Request
Rewrite the lines from the one with "task: outline the stone cairn" through the end of the material, replacing "cloud layer" with "fog bank" and leaving everything else unchanged.

Stored data entries:
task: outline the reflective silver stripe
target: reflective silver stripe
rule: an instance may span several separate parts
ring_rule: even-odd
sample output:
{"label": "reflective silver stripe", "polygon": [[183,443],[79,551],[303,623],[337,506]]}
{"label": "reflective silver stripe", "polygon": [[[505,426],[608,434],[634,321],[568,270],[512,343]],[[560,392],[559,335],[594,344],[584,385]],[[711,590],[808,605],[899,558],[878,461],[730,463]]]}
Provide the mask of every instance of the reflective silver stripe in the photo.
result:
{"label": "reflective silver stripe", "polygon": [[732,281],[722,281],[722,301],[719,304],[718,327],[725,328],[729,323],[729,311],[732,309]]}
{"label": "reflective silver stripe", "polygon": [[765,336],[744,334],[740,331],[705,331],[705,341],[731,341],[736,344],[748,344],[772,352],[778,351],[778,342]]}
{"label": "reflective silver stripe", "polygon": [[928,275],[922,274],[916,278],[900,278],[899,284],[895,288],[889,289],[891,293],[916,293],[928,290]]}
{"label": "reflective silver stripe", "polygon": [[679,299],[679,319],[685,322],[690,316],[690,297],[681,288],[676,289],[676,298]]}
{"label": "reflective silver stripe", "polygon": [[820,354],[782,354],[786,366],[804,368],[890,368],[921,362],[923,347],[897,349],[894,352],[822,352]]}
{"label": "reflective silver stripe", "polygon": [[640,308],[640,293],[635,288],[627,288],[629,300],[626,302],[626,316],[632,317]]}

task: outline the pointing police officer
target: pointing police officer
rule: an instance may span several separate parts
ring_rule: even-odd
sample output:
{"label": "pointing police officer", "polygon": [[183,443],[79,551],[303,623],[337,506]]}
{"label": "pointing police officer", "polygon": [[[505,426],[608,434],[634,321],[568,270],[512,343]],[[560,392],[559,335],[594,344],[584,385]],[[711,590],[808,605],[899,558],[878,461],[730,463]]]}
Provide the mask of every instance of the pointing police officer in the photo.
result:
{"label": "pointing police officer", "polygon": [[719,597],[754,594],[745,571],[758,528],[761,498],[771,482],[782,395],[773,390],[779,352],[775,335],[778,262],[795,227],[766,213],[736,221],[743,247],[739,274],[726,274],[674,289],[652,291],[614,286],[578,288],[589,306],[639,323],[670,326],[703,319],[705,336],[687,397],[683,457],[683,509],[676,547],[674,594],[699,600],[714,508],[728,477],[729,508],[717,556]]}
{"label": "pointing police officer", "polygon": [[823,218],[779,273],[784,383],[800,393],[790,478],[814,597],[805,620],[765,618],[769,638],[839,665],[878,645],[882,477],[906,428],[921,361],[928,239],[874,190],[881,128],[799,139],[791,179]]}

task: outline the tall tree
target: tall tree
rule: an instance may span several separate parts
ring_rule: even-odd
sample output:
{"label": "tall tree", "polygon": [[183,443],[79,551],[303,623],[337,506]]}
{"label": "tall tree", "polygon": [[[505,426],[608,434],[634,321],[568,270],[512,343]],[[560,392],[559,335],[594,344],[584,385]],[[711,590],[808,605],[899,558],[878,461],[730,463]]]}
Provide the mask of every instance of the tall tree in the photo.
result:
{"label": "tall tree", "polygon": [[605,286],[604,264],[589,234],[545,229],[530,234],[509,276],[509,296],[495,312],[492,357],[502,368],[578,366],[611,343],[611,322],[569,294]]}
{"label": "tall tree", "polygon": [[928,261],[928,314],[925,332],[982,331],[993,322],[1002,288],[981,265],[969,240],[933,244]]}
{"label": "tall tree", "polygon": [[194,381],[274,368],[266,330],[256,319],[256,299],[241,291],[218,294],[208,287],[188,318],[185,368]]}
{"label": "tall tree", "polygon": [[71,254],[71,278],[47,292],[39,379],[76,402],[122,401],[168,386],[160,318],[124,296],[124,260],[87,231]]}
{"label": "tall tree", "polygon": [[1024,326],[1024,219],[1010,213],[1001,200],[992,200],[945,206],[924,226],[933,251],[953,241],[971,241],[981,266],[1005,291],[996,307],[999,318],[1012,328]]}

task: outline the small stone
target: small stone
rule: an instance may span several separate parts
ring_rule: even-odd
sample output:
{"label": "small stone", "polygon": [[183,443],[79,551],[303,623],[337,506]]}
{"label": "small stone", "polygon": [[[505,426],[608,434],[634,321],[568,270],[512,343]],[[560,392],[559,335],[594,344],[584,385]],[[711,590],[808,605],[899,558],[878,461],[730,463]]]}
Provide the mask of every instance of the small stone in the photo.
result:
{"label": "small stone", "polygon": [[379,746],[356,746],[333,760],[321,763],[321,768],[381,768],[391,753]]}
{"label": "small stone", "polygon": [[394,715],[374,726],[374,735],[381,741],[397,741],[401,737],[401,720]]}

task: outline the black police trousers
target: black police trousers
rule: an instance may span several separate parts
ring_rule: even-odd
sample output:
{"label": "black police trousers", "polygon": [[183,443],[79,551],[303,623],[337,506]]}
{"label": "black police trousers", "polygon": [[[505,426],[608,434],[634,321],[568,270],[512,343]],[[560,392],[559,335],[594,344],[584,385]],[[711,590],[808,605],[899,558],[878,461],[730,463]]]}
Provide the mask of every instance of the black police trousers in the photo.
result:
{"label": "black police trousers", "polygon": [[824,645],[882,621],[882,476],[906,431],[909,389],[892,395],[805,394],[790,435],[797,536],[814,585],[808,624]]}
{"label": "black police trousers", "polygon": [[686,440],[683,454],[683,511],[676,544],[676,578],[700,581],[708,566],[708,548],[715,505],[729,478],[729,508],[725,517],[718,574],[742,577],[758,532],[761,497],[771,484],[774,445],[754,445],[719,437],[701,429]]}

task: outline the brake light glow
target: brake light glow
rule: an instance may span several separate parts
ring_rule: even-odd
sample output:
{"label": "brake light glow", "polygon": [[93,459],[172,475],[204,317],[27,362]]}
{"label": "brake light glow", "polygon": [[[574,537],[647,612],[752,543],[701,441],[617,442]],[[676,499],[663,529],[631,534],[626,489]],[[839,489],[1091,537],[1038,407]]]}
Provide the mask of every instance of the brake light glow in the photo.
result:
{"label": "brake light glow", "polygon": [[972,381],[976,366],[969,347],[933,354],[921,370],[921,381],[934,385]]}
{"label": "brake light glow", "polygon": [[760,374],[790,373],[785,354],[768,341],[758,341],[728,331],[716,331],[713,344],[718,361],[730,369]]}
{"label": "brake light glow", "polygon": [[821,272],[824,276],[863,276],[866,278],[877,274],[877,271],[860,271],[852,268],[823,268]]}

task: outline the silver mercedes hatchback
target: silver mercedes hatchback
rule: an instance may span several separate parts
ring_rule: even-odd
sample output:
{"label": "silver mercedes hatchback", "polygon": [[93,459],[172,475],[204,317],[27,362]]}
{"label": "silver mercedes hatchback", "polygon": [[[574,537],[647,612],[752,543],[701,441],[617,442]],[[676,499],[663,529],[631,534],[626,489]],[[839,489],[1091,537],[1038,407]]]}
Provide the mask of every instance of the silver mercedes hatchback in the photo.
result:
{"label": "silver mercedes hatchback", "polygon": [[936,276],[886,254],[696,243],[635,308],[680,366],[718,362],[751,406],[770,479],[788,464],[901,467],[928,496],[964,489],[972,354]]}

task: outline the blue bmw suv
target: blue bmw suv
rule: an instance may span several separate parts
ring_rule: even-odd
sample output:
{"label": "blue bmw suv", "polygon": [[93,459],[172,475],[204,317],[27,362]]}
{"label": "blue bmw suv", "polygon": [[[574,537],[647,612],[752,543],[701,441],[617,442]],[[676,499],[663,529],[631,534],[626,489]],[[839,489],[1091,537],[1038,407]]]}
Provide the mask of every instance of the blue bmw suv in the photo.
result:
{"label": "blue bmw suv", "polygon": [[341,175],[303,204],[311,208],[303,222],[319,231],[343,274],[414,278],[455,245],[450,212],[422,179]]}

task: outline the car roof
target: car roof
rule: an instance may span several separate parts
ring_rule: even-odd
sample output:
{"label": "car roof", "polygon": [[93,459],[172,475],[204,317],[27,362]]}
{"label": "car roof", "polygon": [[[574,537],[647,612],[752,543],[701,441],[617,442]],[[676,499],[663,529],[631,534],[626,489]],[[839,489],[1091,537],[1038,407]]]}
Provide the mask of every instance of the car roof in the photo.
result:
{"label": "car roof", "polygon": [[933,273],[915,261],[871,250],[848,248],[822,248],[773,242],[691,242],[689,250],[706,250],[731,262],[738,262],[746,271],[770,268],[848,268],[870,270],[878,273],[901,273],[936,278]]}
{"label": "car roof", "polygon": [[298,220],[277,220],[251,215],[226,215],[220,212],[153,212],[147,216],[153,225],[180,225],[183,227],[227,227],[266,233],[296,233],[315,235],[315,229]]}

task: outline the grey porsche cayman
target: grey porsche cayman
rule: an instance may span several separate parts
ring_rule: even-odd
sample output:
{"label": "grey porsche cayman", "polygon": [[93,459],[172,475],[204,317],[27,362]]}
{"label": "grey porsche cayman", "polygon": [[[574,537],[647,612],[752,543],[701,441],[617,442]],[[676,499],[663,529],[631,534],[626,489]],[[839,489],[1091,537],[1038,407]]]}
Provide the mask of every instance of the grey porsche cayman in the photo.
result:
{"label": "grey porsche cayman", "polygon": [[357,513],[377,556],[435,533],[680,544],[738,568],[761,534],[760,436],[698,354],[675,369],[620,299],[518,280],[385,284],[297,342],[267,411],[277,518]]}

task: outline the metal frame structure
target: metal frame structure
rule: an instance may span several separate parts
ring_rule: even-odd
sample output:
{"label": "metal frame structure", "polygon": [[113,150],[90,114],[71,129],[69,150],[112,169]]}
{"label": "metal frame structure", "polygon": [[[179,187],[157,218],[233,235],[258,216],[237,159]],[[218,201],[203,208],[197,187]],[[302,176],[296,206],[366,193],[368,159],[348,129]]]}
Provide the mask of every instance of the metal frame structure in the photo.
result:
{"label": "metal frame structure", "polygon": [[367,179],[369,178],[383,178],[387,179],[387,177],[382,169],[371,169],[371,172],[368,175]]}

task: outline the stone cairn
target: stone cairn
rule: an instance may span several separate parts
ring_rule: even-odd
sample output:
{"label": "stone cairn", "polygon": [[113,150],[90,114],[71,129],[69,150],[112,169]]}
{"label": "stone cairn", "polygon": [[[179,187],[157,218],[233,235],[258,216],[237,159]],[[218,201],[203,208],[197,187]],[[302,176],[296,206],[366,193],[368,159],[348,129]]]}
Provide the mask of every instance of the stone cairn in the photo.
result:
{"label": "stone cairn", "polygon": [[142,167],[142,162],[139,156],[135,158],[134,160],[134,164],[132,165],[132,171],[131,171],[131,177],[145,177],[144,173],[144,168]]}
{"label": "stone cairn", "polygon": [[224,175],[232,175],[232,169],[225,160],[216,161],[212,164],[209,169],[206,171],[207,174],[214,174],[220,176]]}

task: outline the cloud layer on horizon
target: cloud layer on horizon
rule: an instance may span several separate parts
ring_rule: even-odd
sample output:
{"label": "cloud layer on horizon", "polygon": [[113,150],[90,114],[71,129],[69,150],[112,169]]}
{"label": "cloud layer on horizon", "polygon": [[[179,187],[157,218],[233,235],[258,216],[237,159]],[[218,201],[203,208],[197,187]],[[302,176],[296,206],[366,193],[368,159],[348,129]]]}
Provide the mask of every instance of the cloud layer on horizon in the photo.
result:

Exercise answer
task: outline the stone cairn
target: stone cairn
rule: an instance may span several separate parts
ring_rule: even-odd
sample output:
{"label": "stone cairn", "polygon": [[113,150],[90,114],[71,129],[69,150],[112,169]]}
{"label": "stone cairn", "polygon": [[[179,187],[157,218],[233,235],[258,216],[237,159]],[[218,201],[203,208],[197,187]],[[302,176],[296,206],[366,193],[368,159],[348,129]]]}
Provide the mask of every instance of the stone cairn in the photo.
result:
{"label": "stone cairn", "polygon": [[142,167],[142,162],[139,156],[135,158],[134,160],[134,164],[132,165],[132,171],[131,171],[131,177],[145,177],[144,173],[144,168]]}
{"label": "stone cairn", "polygon": [[224,175],[232,175],[232,169],[225,160],[216,161],[212,164],[209,169],[206,171],[207,174],[214,174],[220,176]]}

task: outline the fog bank on horizon
target: fog bank on horizon
rule: an instance may span several separate parts
ring_rule: even-odd
sample output:
{"label": "fog bank on horizon", "polygon": [[113,150],[90,114],[71,129],[69,150],[112,169]]}
{"label": "fog bank on horizon", "polygon": [[[179,187],[157,218],[233,235],[258,216],[237,159]],[[218,201],[203,208],[197,187]],[[302,176],[296,206],[366,193],[368,159],[348,129]]]}
Provide the mask of every instance of the fog bank on horizon in the photo.
result:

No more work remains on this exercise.